(Collection entries)
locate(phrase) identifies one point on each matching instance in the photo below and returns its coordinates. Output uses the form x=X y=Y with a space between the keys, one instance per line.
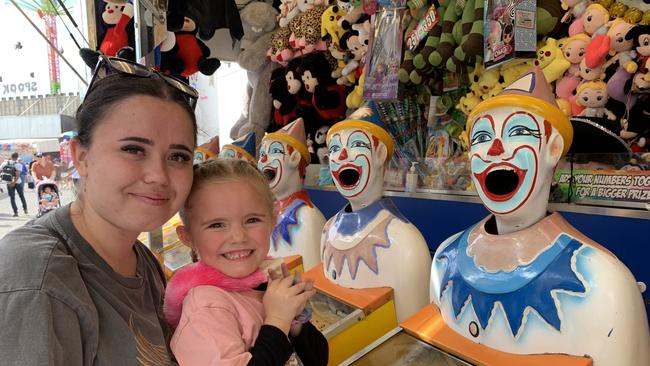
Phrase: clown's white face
x=281 y=165
x=228 y=153
x=356 y=163
x=511 y=160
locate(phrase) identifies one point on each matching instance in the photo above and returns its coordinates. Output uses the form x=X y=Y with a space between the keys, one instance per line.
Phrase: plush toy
x=280 y=50
x=596 y=20
x=422 y=59
x=470 y=48
x=356 y=42
x=117 y=40
x=640 y=37
x=623 y=55
x=550 y=59
x=327 y=96
x=589 y=74
x=330 y=27
x=317 y=145
x=259 y=20
x=288 y=11
x=355 y=97
x=574 y=50
x=311 y=40
x=468 y=102
x=284 y=103
x=447 y=45
x=575 y=10
x=341 y=56
x=189 y=55
x=593 y=96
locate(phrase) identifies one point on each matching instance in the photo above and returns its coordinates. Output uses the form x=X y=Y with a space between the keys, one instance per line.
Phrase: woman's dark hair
x=115 y=88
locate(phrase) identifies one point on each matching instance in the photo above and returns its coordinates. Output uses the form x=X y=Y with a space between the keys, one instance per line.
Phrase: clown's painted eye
x=481 y=137
x=523 y=131
x=361 y=144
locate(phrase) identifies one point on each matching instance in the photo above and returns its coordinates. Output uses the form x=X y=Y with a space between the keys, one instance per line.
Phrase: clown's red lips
x=270 y=172
x=348 y=175
x=501 y=181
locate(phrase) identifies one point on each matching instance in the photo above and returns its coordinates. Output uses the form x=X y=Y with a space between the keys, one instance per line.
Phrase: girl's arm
x=211 y=335
x=311 y=346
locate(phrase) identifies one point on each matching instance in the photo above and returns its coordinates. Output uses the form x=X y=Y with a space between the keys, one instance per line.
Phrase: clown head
x=516 y=140
x=359 y=148
x=284 y=158
x=243 y=148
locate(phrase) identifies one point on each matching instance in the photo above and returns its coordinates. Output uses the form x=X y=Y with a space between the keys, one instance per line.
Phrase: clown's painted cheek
x=350 y=156
x=504 y=167
x=228 y=154
x=271 y=163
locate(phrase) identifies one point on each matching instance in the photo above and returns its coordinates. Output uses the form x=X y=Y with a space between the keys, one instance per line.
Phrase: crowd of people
x=95 y=294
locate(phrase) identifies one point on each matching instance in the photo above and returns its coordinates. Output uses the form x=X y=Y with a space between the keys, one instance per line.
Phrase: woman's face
x=137 y=171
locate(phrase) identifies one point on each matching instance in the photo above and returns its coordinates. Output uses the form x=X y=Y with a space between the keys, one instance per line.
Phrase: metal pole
x=49 y=42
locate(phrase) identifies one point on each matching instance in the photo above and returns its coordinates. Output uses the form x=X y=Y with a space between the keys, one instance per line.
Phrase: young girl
x=224 y=310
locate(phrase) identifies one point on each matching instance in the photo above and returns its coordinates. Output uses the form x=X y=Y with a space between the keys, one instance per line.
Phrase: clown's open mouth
x=348 y=176
x=500 y=182
x=270 y=173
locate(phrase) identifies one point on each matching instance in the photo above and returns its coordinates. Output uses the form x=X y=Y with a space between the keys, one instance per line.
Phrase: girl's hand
x=283 y=300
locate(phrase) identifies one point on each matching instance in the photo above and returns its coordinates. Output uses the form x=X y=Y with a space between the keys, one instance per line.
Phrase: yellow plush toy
x=330 y=27
x=551 y=60
x=467 y=103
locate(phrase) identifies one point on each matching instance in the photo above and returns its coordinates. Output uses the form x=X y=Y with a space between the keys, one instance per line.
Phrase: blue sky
x=23 y=53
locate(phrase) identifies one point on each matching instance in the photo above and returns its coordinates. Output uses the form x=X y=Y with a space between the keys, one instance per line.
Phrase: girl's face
x=137 y=172
x=230 y=227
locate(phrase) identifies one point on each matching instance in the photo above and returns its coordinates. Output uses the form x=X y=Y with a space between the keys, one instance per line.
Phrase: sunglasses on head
x=115 y=65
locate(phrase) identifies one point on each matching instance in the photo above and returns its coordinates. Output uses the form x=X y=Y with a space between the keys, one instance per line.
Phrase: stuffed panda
x=318 y=145
x=189 y=55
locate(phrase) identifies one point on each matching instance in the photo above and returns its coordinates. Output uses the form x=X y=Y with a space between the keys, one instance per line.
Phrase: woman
x=42 y=168
x=76 y=287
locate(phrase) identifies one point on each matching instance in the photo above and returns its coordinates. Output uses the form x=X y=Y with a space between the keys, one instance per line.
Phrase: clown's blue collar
x=349 y=222
x=529 y=285
x=287 y=219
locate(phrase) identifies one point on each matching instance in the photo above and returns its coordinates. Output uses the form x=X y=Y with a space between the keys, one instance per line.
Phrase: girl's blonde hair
x=229 y=170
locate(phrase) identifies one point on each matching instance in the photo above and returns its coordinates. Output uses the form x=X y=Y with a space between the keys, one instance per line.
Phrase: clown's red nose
x=496 y=149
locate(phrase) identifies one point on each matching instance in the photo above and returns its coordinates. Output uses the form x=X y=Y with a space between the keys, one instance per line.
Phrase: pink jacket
x=217 y=318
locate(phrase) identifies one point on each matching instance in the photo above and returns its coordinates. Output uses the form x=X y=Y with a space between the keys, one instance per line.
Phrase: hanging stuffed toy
x=117 y=40
x=327 y=96
x=189 y=54
x=284 y=103
x=259 y=20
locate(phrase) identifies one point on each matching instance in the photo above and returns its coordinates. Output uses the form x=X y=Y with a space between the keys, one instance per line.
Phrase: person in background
x=11 y=172
x=43 y=169
x=224 y=310
x=24 y=174
x=78 y=288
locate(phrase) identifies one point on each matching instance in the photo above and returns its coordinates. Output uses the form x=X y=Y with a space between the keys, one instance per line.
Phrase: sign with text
x=610 y=185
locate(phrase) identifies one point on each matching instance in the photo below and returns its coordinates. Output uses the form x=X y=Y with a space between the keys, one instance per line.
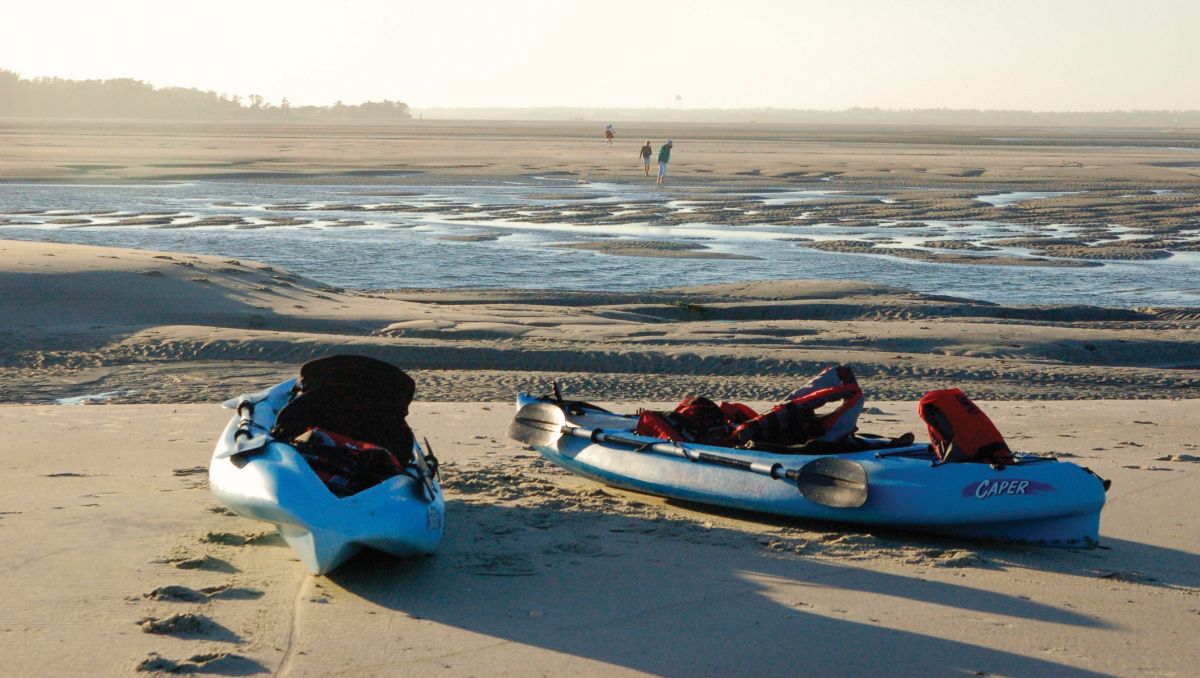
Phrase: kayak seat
x=387 y=381
x=355 y=411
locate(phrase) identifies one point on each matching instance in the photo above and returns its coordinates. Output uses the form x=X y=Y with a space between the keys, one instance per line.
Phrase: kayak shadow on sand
x=682 y=598
x=1114 y=559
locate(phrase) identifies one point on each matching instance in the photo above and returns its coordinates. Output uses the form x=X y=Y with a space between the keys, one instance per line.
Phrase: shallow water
x=406 y=250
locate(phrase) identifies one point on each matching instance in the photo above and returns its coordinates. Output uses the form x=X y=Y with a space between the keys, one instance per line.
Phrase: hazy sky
x=827 y=54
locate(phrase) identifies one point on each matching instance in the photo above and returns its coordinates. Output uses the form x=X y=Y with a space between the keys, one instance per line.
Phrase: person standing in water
x=664 y=159
x=647 y=153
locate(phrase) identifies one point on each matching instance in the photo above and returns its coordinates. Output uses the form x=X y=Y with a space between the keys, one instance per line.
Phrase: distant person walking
x=664 y=159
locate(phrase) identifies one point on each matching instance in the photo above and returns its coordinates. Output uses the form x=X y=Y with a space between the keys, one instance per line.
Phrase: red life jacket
x=796 y=421
x=960 y=431
x=695 y=420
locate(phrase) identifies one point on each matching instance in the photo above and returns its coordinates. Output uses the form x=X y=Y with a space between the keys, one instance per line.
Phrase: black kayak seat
x=357 y=396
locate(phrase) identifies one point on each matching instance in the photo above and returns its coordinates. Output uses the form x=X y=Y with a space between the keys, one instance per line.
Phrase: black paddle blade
x=832 y=481
x=538 y=424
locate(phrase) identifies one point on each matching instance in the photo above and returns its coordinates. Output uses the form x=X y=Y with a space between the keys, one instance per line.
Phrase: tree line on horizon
x=126 y=97
x=858 y=115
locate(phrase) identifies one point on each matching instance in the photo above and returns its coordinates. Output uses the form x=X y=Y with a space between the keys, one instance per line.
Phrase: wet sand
x=156 y=327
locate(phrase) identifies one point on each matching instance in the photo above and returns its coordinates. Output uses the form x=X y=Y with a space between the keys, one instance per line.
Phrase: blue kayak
x=1036 y=501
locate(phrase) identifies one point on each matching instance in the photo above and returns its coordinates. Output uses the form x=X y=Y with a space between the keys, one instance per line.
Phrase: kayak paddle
x=829 y=481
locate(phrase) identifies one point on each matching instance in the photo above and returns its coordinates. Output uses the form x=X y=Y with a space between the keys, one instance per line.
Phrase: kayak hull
x=1037 y=501
x=276 y=485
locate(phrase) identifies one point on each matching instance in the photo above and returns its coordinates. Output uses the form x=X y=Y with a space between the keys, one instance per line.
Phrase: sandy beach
x=120 y=561
x=544 y=573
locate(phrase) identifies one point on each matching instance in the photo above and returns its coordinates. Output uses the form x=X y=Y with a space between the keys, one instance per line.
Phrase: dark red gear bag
x=960 y=431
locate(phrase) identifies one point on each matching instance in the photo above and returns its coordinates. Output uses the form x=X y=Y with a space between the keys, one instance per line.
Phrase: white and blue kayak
x=1033 y=501
x=265 y=479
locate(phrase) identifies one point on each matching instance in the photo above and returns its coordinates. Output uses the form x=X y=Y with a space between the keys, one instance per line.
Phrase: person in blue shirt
x=664 y=159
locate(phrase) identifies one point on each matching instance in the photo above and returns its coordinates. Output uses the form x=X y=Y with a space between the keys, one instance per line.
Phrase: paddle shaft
x=775 y=471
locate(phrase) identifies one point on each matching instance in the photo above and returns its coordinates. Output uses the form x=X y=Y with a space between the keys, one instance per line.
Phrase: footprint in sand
x=216 y=663
x=187 y=625
x=233 y=539
x=1179 y=459
x=207 y=563
x=174 y=593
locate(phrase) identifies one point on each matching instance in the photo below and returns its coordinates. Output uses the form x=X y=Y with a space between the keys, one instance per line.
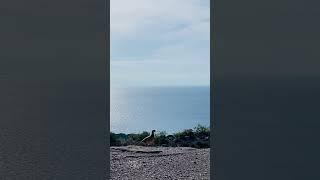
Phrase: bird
x=149 y=140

* [PROBLEM STATEMENT]:
Copy the lines exactly. Start at the line with "Phrase: white and blue kayak", end at the last line above, include both, and omit all pictures.

* [SOLUTION FOR THIS PROBLEM]:
Phrase: white and blue kayak
x=1033 y=501
x=265 y=479
locate(phrase) identifies one point on each matching instance in the photo above and returns its coordinates. Output uses the form x=X y=Y with a space between the keys, one instance per line.
Phrase: person in blue shirt
x=664 y=159
locate(phrase) identifies one point on each matching instance in the photo above and returns its coordinates. Output uses the form x=X y=Y with a space between the keys, one instance per line.
Phrase: paddle shaft
x=775 y=471
locate(phrase) identifies one point on each matching instance in the photo above and returns its coordinates. Output uses the form x=X y=Y with a space between the keys, one instance per line.
Phrase: footprint in sand
x=216 y=663
x=187 y=625
x=233 y=539
x=1179 y=459
x=207 y=563
x=174 y=593
locate(phrase) identifies one point on each matching instance in the photo below and returns its coordinates. Output uses the form x=X y=Y with a space between the keys, one instance per line.
Phrase: bird
x=149 y=140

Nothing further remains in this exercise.